▶ **WHAT TO DO**
In the passage on the B.P.R.D., where were the bureau's headquarters officially established in 1947?

The following series, The Dead, finalized the team with the addition of John Arcudi as cowriter. With Mignola, this team set the major narrative arcs and codified the aesthetic look of the series (with the exception of the prequel series 1946 and 1947). The collected series, ending with King of Fear, comprises the first movement of what Mignola has identified as an even larger narrative arc, and the second phase of it began with the publication of Hell on Earth—New World, with the Hell on Earth designation identifying this new direction.

Plot

The founding of the B.P.R.D. has been explained in a number of flashback sequences within the Hellboy and B.P.R.D. series and receives a fuller treatment in the latter through several prequel stories. The piecemeal revelation of the bureau’s background has underscored its reputation as a quasi-official yet shadowy organization operating at the fringes of society. However, its interaction with the supernatural is taken as a matter of fact within the context of the narrative; the world in which the B.P.R.D. operates is one in which demons, aliens, magic, pagan gods, witchcraft, and characters from folklore and mythology, while not exactly commonplace, are not necessarily out of the ordinary.

The sanctioning of the B.P.R.D. by the U.S. government, in direct response to the summoning of Hellboy to Earth by Rasputin while working for the Third Reich, enabled Professor Trevor Bruttenholm, the organization’s founder and first director, to direct Hellboy’s upbringing while continuing to investigate other paranormal activity. Originally housed at a U.S. air base in New Mexico, the headquarters were officially established in Fairfield, Connecticut, in 1947.

▶ **RECORDS SHOWN**
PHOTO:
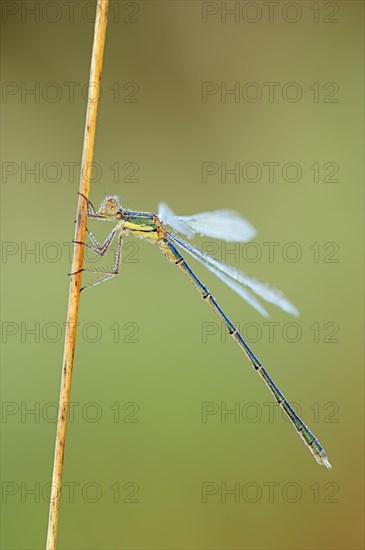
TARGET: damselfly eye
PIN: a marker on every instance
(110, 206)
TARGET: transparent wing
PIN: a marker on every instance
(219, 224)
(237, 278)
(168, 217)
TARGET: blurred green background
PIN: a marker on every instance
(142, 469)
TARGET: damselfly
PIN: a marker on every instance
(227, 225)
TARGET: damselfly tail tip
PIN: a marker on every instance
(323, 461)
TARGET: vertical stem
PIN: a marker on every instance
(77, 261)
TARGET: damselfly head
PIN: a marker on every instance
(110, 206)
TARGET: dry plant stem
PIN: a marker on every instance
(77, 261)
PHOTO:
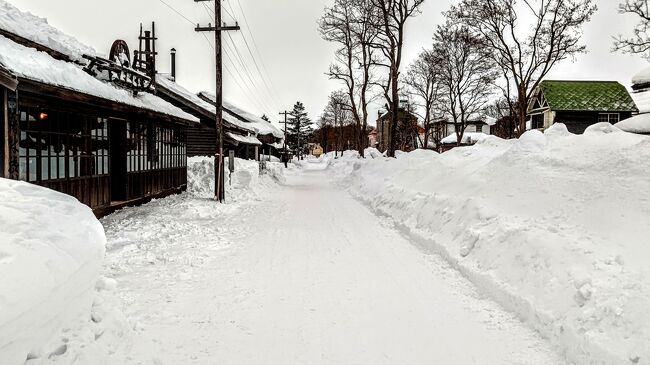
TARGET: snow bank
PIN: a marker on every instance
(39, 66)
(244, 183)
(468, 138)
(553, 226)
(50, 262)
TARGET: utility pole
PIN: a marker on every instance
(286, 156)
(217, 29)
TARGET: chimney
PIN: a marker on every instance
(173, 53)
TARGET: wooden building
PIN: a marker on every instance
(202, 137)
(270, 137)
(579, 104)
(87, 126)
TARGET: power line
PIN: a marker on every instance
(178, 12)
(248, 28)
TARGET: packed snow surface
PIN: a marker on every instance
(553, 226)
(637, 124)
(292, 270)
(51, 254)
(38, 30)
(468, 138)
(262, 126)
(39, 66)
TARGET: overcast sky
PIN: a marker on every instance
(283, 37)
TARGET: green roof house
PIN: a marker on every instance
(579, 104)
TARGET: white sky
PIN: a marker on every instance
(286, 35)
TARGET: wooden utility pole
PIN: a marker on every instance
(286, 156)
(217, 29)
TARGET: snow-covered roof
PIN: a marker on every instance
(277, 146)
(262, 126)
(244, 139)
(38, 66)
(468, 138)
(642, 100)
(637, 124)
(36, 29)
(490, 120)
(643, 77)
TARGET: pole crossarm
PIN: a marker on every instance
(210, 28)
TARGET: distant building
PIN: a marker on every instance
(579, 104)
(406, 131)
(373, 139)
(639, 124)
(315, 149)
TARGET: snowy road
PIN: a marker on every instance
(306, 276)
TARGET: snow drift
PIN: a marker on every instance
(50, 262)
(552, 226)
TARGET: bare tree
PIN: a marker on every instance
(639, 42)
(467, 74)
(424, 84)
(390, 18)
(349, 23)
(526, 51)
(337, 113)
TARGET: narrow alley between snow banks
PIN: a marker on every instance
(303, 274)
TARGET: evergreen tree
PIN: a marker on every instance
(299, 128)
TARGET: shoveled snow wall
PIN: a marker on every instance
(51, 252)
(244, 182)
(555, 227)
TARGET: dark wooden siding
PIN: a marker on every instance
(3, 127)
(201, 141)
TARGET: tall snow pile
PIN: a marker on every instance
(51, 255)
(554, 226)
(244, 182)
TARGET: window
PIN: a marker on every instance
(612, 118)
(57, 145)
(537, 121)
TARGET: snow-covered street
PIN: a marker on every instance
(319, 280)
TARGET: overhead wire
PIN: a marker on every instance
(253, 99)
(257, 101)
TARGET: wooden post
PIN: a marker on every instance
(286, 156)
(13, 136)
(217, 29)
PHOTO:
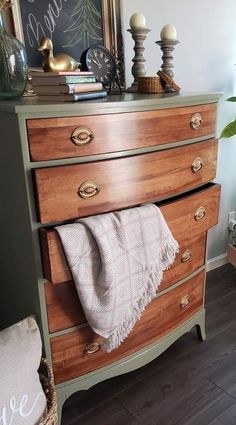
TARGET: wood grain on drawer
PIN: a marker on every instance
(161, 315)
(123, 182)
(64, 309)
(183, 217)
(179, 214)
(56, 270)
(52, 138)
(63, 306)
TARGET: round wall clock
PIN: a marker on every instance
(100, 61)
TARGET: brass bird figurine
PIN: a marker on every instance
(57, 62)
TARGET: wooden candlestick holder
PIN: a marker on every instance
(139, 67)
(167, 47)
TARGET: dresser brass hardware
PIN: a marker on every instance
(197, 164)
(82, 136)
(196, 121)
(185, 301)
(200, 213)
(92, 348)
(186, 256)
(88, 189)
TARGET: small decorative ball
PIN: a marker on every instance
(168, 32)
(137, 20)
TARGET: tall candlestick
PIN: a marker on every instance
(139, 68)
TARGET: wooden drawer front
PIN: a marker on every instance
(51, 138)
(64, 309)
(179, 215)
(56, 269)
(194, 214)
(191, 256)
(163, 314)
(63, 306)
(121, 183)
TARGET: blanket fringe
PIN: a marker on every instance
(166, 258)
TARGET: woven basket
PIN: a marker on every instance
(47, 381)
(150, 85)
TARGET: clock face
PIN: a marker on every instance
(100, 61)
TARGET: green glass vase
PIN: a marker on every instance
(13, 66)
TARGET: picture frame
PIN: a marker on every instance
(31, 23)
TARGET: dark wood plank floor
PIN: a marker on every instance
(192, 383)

▶ **TASK RESPONSE**
Fairfield, Connecticut